**DIRECTIVE**
Print out every record exactly as it appears.

**DATA FOR PROCESSING**
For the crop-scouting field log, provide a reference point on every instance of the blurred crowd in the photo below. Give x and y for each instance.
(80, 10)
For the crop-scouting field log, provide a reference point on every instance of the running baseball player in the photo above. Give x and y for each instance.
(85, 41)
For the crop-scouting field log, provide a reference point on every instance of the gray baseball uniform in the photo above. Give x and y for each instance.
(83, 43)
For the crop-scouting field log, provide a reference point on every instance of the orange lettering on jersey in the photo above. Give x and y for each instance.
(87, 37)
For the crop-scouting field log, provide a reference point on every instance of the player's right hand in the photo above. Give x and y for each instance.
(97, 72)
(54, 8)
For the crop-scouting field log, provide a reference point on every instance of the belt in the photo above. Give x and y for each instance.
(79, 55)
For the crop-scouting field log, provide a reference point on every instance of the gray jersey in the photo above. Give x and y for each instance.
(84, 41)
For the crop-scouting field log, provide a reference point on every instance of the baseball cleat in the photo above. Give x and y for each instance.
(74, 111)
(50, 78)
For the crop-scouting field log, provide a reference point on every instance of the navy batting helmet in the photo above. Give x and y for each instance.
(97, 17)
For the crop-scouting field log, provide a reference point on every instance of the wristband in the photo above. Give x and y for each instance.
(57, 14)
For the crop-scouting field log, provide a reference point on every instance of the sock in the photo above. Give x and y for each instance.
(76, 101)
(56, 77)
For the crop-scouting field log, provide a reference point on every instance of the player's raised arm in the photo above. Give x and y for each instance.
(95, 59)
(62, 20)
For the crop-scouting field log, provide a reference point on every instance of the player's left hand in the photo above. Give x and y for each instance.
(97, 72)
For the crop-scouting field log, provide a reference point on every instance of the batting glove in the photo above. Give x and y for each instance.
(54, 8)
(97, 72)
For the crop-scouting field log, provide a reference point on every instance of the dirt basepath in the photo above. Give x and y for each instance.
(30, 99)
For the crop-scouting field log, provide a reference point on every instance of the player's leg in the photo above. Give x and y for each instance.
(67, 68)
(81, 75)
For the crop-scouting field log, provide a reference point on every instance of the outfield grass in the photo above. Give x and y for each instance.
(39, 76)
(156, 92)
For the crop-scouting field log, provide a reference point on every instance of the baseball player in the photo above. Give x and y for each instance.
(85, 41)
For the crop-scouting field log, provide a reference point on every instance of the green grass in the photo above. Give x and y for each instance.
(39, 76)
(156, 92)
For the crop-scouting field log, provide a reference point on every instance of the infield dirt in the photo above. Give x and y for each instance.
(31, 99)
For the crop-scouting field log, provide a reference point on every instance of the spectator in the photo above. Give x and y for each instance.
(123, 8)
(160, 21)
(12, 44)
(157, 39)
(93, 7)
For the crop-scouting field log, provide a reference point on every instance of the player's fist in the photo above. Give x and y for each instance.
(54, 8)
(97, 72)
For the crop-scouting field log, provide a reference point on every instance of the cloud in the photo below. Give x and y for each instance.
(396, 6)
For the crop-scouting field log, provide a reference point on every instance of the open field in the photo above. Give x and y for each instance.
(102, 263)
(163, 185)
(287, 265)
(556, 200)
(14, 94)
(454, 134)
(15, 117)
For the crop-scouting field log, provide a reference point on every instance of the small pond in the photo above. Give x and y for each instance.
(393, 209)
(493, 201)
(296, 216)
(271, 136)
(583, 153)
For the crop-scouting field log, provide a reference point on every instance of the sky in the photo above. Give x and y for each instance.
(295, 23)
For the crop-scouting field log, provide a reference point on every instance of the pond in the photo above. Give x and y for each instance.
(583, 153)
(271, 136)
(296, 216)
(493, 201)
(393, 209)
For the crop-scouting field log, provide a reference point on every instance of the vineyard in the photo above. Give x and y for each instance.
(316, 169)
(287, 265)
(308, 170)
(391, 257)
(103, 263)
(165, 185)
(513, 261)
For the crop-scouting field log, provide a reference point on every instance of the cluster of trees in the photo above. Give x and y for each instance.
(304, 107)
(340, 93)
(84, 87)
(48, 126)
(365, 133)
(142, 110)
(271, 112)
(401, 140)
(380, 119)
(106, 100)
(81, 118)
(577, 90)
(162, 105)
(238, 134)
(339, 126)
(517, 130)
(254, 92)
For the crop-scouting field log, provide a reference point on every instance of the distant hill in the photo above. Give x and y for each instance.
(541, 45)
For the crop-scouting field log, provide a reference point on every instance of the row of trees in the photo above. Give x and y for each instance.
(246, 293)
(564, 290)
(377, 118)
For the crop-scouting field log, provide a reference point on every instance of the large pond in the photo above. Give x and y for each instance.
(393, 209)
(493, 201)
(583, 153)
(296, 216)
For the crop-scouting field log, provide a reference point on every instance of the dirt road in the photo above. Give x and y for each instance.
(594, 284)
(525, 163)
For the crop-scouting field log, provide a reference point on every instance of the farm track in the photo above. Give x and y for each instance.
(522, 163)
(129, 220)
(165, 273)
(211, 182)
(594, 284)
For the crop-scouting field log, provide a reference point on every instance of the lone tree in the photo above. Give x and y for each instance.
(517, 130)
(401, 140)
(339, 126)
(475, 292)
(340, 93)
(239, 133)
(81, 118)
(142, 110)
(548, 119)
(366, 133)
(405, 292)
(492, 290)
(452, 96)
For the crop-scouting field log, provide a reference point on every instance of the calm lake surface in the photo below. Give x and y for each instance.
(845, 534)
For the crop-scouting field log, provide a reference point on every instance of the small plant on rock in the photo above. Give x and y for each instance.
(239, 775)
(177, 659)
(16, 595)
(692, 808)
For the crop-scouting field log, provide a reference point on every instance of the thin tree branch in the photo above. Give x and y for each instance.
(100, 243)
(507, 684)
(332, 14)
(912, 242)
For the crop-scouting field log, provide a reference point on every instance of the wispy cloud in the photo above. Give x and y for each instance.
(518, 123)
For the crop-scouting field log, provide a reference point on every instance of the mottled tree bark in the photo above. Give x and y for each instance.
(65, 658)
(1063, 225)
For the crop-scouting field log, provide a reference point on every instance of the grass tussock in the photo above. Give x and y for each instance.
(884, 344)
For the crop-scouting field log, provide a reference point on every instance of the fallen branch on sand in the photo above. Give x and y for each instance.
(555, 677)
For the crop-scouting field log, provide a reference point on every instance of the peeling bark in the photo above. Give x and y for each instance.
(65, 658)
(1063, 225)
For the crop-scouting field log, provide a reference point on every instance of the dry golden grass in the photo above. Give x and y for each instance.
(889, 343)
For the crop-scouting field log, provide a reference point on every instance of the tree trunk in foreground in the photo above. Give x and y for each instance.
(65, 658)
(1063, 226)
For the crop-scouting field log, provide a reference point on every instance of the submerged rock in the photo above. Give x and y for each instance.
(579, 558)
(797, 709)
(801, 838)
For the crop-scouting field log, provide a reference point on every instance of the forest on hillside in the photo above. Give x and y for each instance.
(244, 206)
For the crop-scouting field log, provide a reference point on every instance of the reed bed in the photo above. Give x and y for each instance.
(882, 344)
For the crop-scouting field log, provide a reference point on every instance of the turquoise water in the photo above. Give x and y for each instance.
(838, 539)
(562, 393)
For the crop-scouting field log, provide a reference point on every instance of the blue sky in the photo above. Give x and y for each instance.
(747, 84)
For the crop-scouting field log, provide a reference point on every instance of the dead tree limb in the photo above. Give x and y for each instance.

**REPLY TO THE TASK**
For the crop-scouting field log, provide a reference point on every instance of the blurred crowd in the photo below. Give x and y for each instance.
(80, 10)
For the crop-scouting field log, provide a reference point on every instance of the running baseball player in the photo above. Give x and y for each instance.
(85, 41)
For the crop-scouting field log, provide a reference point on every instance of the gray baseball uniform in the photo above. Give x and y for each instance.
(83, 43)
For the crop-scouting field log, provide a reference point on every instance of the orange lettering on jersey in the photo above. Give x and y for each instance.
(87, 37)
For the crop-scouting field log, provide a reference point on every instance of the player's right hand in the photo above. Give x and y for each instance.
(97, 72)
(54, 8)
For the crop-scouting field log, provide a reference point on every instance of the belt in the photo above. Give x and y for each instance.
(79, 55)
For the crop-scouting field log, provide a reference point on every instance of the gray jersey in the photo above. Give x and y for each instance.
(84, 41)
For the crop-scouting field log, provide a reference point on every instance of the baseball cleat in the photo above. Give x and y for each instance.
(74, 111)
(50, 78)
For the crop-scouting field log, provide a reference point on every instance of the navy batting helmet in the photo above. Give x and y for each instance.
(97, 17)
For the crop-scouting field log, provide a reference point on every instance of the wristband in the photo above. Give x and y for each instance.
(57, 14)
For the crop-scouting field log, provide a reference point on every instance of the sock in the photo above. Give x and y for each instance.
(76, 101)
(56, 77)
For the crop-scouting field log, provide a reference point on every instance of the player's raised arm in the photo above. Give x and y for each instance.
(95, 59)
(62, 20)
For the crop-scouting field log, provide a reference point on every instance of the player's left hand in the photo above. Give x and y for each instance.
(97, 72)
For the crop-scouting field log, provide a reference point on every instance of the batting glove in the photo above. Give x and y for each instance.
(54, 8)
(97, 72)
For the crop-scouting field log, provide a reference point on every instance of the dirt basepath in the photo above. Give x and y for each instance.
(30, 99)
For the crop-scouting field log, provide a reference point on every instance of the player's leg in the photo above. Give x and y for each instance.
(67, 68)
(81, 75)
For the crop-scouting field log, provide a reference point on every instance of the outfield grass in the photo above. Give x and y for each instance.
(39, 76)
(156, 92)
For the crop-scouting field log, provide a reference point on every instance of the baseball player in the photo above. Give x and y for each instance.
(85, 41)
For the crop-scouting field log, provide a reference point on every instance of the green grass in the photo above. Give x and y for each instance.
(39, 76)
(156, 92)
For the crop-scouting field log, provide a reference point on every instance of the infield dirt in the photo above. Give x and y for each instance.
(31, 99)
For the crop-scouting field log, provide a reference point on every instance of the spectator in the photo above. Give x and y for each instance.
(123, 8)
(160, 21)
(12, 44)
(157, 39)
(93, 7)
For the crop-scouting field log, provide a reference point on every instance of the player's fist in the photo above. Give x and y for each instance.
(54, 8)
(97, 72)
For the crop-scouting field log, provide a reference point on every instance of the cloud in the photo below. Give x and y for each instance.
(396, 6)
For the crop-scouting field log, provide a reference point on every instance of the open field in the photo above. Give x and y for each instance.
(102, 263)
(163, 185)
(287, 265)
(556, 200)
(14, 94)
(454, 134)
(15, 117)
For the crop-scouting field log, provide a reference point on every instance of the small pond in the photo above. Give x and y for each instance.
(393, 209)
(493, 201)
(296, 216)
(271, 136)
(583, 153)
For the crop-scouting field log, provide a reference point on every instance of the sky in the photo above. Give x and y for each instance.
(295, 23)
For the crop-scouting field log, provide a reference point on every instance of the pond in the photo above. Give x and y for each instance.
(583, 153)
(271, 136)
(296, 216)
(493, 201)
(393, 209)
For the crop-scouting field log, provide a reference point on every instance of the vineyard in the photo above. Give x and y for each instance.
(316, 169)
(287, 265)
(308, 170)
(391, 257)
(103, 263)
(165, 185)
(513, 261)
For the crop-scouting field log, provide a reference point on every instance of the cluster of trees in the photo above. Give x and y for each instance.
(304, 107)
(340, 93)
(84, 87)
(48, 126)
(365, 133)
(142, 110)
(271, 112)
(401, 140)
(380, 119)
(106, 100)
(81, 118)
(577, 90)
(162, 105)
(238, 134)
(339, 126)
(517, 130)
(254, 92)
For the crop-scouting field log, provide a reference point on every instance of the distant hill in the photo above. Give x and y for each instance.
(541, 45)
For the crop-scouting field log, provide a reference point on every instance of the row of trees in the photo above. Give x and y for each instance.
(246, 293)
(564, 290)
(377, 118)
For the crop-scouting field log, provide a reference point on every instance of the large pond in the photo above. Give x and y for each instance.
(393, 209)
(493, 201)
(583, 153)
(296, 216)
For the crop-scouting field log, provide a reference point on every instance of the dirt road in the photo above. Give x and y for each instance.
(594, 284)
(525, 163)
For the crop-scouting field log, provide a reference point on every instance of the farm track in the photo above. Give x and y for each instance.
(522, 163)
(129, 220)
(165, 273)
(211, 182)
(594, 284)
For the crop-scouting field log, provide a reference point on every instance of the lone tree in the photo above. Give x and y for each instance.
(517, 130)
(401, 140)
(339, 126)
(475, 292)
(340, 93)
(239, 133)
(81, 118)
(142, 110)
(548, 119)
(366, 133)
(405, 292)
(492, 290)
(452, 96)
For the crop-scouting field log, provide a reference point on every instance of the calm lake surface in the photo below. Give x and y for each instance.
(845, 534)
For the crop-scouting field log, provide a reference point on every instance of the small plant on rock in the photo above. Give x and y for each instance.
(239, 775)
(177, 659)
(16, 595)
(692, 808)
For the crop-scouting field log, provide a reference point on every instance of the thin tree branch in the photo above. Give x and y for each instance.
(100, 243)
(507, 684)
(332, 14)
(912, 242)
For the crop-scouting field log, provide a reference point on every instance of the wispy cloud in the photo above. Give x and y for each instance.
(518, 123)
For the crop-scouting field log, provide a reference point on every instance of the mottled tree bark in the photo above. Give x and y for each instance.
(65, 658)
(1063, 225)
For the crop-scouting field log, provide a reference point on every instance of the grass tussock in the photo above. Give x and y for each instance.
(884, 344)
For the crop-scouting field log, provide a reference point on every instance of the fallen branch on sand in the photo above. Give x and y for each instance.
(555, 677)
For the crop-scouting field log, provide a reference point on every instance of the peeling bark in the photo above. Give x and y for each instance.
(65, 658)
(1063, 225)
For the crop-scouting field log, provide a reference point on every instance of the dry golden grass in the photo above. Give x and y for each instance.
(889, 343)
For the crop-scouting field log, provide a reference point on every instance of the tree trunk in foreground in the photo above. Give x and y for each instance.
(65, 658)
(1063, 226)
For the crop-scouting field log, provide a reference point on every instance of the submerged rock in the photo above. Give x and y for each instance.
(579, 558)
(797, 709)
(801, 838)
For the crop-scouting field log, provide a reference point on every instance of the forest on hillside in the photo above. Give x and y for each instance.
(244, 206)
For the crop-scouting field log, provide a reference point on every instance of the reed bed in the photo above. Give x and y for each instance.
(882, 344)
For the crop-scouting field log, provide a reference point on every instance of the turquoise water in the photo above. Give x and y for each instance.
(838, 539)
(562, 393)
For the crop-scouting field log, provide a reference point on every instance of the blue sky in the photo above. Give x and y for each instance.
(747, 84)
For the crop-scouting field log, provide a reference point on every instance of the dead tree limb in the photo above. Give x and y for each instance.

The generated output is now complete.